→ What the task requires: Switch every "Annotation guideline" in the rows that follow to "Labeling rule" and copy out all the rows with nothing else changed. Leave the pictures out of your copy.
## Start Supplied records
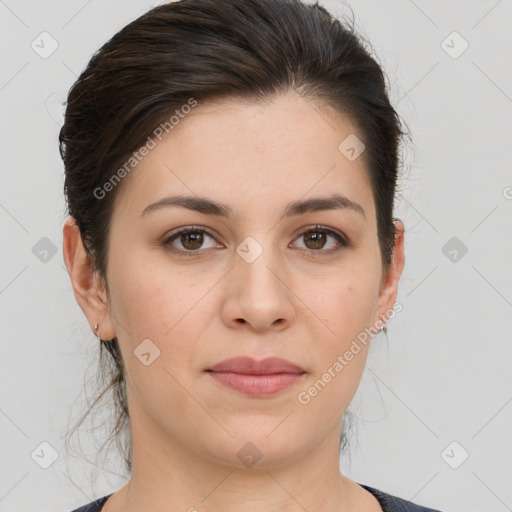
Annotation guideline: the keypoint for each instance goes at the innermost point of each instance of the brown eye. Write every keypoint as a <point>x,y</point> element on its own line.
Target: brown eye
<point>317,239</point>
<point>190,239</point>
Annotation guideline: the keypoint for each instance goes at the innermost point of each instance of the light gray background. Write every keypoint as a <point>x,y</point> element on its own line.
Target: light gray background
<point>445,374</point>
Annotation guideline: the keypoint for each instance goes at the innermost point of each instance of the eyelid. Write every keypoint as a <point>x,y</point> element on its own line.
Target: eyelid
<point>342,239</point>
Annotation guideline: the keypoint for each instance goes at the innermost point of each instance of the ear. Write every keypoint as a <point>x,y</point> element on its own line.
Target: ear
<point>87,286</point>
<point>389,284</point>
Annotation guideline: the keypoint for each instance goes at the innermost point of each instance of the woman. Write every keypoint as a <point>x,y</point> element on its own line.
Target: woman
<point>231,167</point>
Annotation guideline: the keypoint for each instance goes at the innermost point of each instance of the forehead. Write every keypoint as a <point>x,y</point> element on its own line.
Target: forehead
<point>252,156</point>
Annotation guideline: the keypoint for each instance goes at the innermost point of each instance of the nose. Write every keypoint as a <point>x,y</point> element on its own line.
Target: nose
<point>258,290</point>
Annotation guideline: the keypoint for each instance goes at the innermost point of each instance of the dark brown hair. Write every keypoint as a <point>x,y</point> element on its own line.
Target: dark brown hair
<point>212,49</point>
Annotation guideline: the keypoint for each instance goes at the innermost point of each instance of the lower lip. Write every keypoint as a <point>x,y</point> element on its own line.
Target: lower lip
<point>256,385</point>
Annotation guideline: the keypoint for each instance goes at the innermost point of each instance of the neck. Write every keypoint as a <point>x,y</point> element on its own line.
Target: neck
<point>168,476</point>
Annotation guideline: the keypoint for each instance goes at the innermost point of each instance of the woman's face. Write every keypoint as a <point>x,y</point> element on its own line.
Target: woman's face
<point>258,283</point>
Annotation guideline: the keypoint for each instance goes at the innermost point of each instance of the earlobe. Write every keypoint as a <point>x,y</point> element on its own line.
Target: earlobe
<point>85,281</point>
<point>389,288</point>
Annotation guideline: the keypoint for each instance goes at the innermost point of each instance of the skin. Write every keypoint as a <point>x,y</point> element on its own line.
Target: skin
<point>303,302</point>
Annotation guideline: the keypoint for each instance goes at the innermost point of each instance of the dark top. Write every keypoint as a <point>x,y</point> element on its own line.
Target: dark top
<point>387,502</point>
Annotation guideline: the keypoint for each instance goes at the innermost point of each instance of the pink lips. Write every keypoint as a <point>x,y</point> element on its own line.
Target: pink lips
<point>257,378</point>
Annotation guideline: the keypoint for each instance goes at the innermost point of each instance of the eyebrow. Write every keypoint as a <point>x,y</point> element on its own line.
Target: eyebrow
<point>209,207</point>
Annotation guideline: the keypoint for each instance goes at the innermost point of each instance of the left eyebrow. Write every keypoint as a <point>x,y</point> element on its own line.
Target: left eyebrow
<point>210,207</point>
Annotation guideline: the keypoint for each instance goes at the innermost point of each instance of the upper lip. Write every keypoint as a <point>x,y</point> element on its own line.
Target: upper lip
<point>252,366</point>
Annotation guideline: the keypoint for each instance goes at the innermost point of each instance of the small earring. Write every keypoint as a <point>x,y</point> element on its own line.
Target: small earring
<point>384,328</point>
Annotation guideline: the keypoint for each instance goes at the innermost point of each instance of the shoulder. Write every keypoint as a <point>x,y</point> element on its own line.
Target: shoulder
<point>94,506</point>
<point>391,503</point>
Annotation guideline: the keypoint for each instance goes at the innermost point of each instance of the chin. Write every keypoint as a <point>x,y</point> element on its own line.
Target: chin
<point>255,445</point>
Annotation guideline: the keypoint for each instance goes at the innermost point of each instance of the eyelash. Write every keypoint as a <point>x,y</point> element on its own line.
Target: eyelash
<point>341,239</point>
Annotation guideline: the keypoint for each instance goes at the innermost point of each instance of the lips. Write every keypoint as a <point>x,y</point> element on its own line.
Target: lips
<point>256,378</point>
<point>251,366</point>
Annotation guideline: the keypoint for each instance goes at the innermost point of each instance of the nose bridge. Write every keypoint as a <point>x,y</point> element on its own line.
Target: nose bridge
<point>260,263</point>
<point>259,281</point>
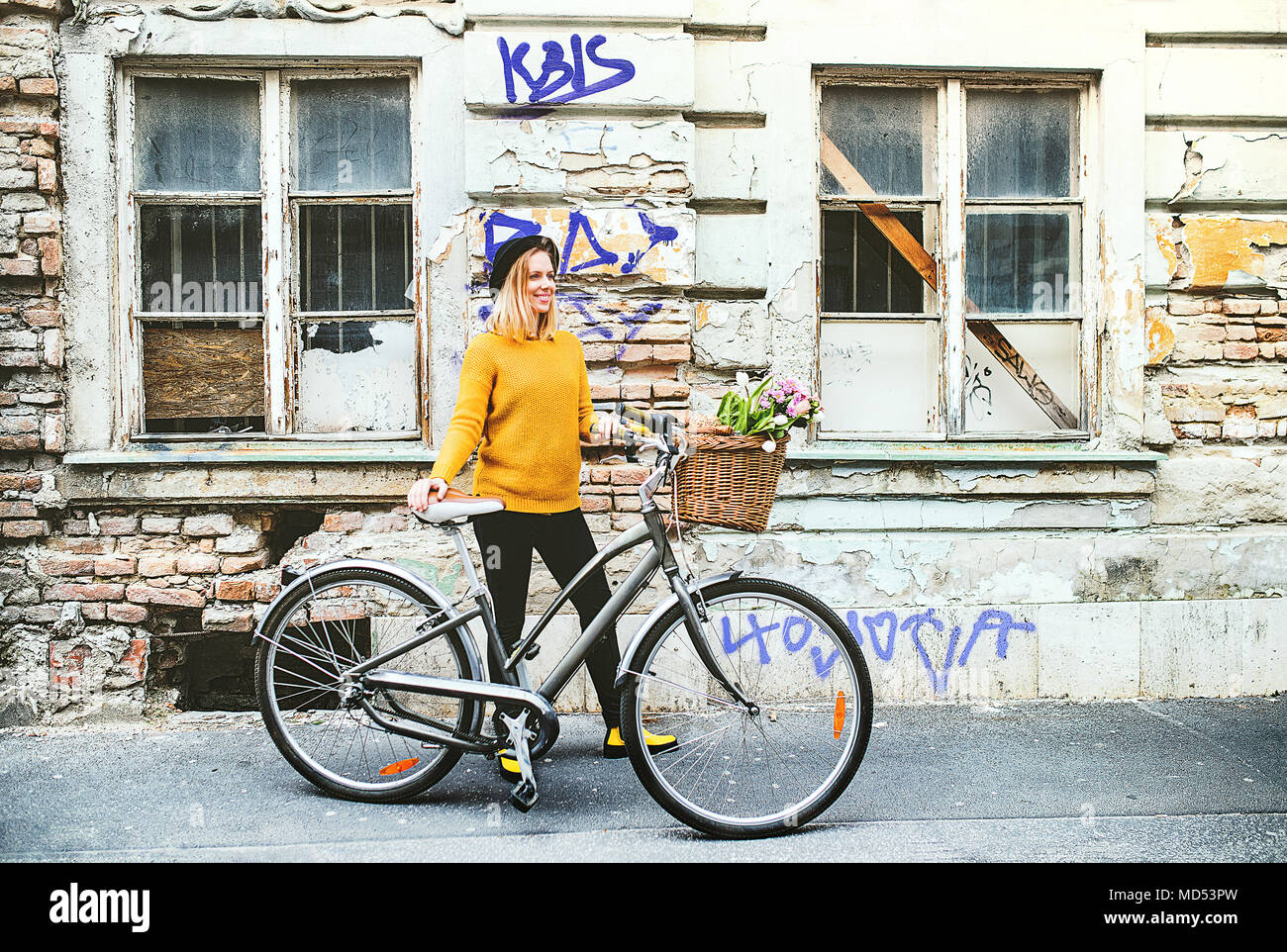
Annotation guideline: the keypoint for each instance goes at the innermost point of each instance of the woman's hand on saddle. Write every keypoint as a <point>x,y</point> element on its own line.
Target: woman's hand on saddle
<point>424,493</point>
## End Supplied records
→ Answer for this exercise:
Labeling rule: the keypoint for each instance goes at the innermost point of each instance of the brown eye. Write every keypoint as a <point>x,y</point> element on its own line.
Target: brown eye
<point>317,239</point>
<point>190,239</point>
Labeling rule: the keypoint for each instance goes at the innermost point of each instance of the light gray background. Write every keypoint as a <point>x,y</point> element on its own line.
Target: light gray background
<point>445,374</point>
Labeling rule: the keypoint for each instance goes at the innermost point of each instance of the eyelid. Write every keypoint as a <point>x,y</point> element on its own line.
Target: eyelid
<point>342,239</point>
Labeling rule: the keypoint for each instance goes at the innermost point of each instance of the ear. Write every keypoint as a <point>x,y</point> element on its own line.
Target: ear
<point>87,286</point>
<point>389,284</point>
Labeling rule: the keypoint for each instance goes at the innermost point of each instance of the woman. Write every keypoint as a <point>x,y</point> element on its own line.
Target: woman
<point>231,167</point>
Labeling rule: the keypoint for each instance goes at the innermost point of each instance of the forehead. Write every keypoint as a <point>x,y</point> element on its own line.
Target: forehead
<point>252,156</point>
Labeling rule: the keypoint for each instance goes at the innermost point of each instance of the nose. Write every keypoint as a <point>x,y</point> element on its own line.
Target: nose
<point>258,290</point>
Labeling rule: the keypoint for each instance goes at the innermost point of each instance of the dark brown hair. Write every keypoint as a <point>x,y</point> element on its own line.
Target: dark brown hair
<point>212,49</point>
Labeling rule: the keypoint for each instance goes at the innermost point of each instance of the lower lip. Write every keypoint as a <point>x,y</point> element on its own line.
Target: lower lip
<point>256,385</point>
Labeling rule: the keypoint for each instance goes at the innermost point of each instance of the neck. Write every keypoint as a <point>x,y</point> element on its own line.
Target: neck
<point>168,476</point>
Labeling rule: the keypoint for each instance goes at the innermost point of each instance of the woman's face. Write every keypoint as a <point>x,y</point> element on its own line.
Target: woman's face
<point>258,283</point>
Labeling rule: the keypoint for each instance goes at the innermost point of each instance of the earlobe. Write every keypoint as a <point>x,y</point> element on its own line.
Target: earlobe
<point>85,281</point>
<point>389,288</point>
Labeling rule: the keypoint for each instance goes at the innermost point of each instance of the skin. Write every keypoint as a <point>x,y</point> element on its own line.
Target: skin
<point>303,302</point>
Labeling rule: the keypoint for each instance goes at the innermost point of each instance of the dark top. Write every keypoint as a <point>x,y</point> element on its own line.
Target: dark top
<point>387,502</point>
Labeling rule: the keypoint for each instance goes at the innermost point of each instance of the pink lips. Write every keypoint as a <point>x,y</point> element on its own line.
Target: pink lips
<point>257,378</point>
Labeling rule: the keypoint for each instance goes at the innermost point of each instance of the eyebrow. Write every keypoint as a <point>x,y</point> element on its own line.
Target: eyebrow
<point>209,207</point>
Labeling rule: the keypoint for each instance goes at the innermost point of each instance of the left eyebrow. Write every keypoint as a <point>x,y</point> element on its own line.
Target: left eyebrow
<point>210,207</point>
Labeling rule: the keypoint for each instance goes at the innermost point of each instance of the upper lip. Write every keypoint as a <point>x,y</point> element on its own line.
Target: upper lip
<point>252,366</point>
Labeling rule: the keypoint for each instance goes at the innermost point of each instance of the small earring. Write every keypoint as a <point>x,y</point> element on its own line.
Target: small earring
<point>384,328</point>
Labeling rule: the keypoint for each instance goes at the innermost point of each instance of the shoulder. Write every keypoint as a <point>x,y</point> element on its own line.
Target: shoulder
<point>94,506</point>
<point>391,503</point>
Labeling rule: the keypoint for each instance goes at the innermost point of each instance of the chin. Write every keypoint as a <point>x,y</point> element on its own line.
Target: chin
<point>255,445</point>
Labeling rule: the keypoint for each instance goes at the innermost point of each instance of the eyelash. Write every keypoint as a <point>x,y</point> element on its own line.
Target: eyelash
<point>341,239</point>
Labeling rule: the keypoint for each instance goes at the innermost point of each instance of the lips. Write every keypoint as a <point>x,y</point> element on its own line.
Target: lips
<point>256,378</point>
<point>251,366</point>
Labeling rule: the keypoint for each instance goes at the innermost point of each instance of the nose bridge. Write every keypoint as a <point>x,y</point> element on its own line.
Target: nose bridge
<point>260,263</point>
<point>259,281</point>
Labeling rule: the keypoint for each instance goes at the innermost point of each instance of the woman's hand on saddle. Write every keypoint as a <point>x,y</point> element on its own line.
Target: woman's hand on saddle
<point>424,493</point>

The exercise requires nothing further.